Items from a labeling collection:
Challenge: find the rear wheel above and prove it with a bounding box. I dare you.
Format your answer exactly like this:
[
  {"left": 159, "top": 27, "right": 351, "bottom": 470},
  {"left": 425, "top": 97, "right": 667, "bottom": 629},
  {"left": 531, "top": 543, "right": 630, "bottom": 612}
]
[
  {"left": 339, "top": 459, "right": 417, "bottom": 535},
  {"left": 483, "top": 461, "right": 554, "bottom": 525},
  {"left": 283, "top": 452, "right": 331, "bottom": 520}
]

● TASK DESCRIPTION
Can you print all of the records above again, line for line and without any changes?

● EXERCISE RESPONSE
Challenge: find the rear wheel above and prove it with a bounding box. I dare you.
Format your answer exactly like this:
[
  {"left": 159, "top": 27, "right": 351, "bottom": 470},
  {"left": 425, "top": 97, "right": 667, "bottom": 629},
  {"left": 531, "top": 543, "right": 630, "bottom": 612}
]
[
  {"left": 339, "top": 459, "right": 417, "bottom": 535},
  {"left": 483, "top": 461, "right": 554, "bottom": 525},
  {"left": 283, "top": 452, "right": 331, "bottom": 520}
]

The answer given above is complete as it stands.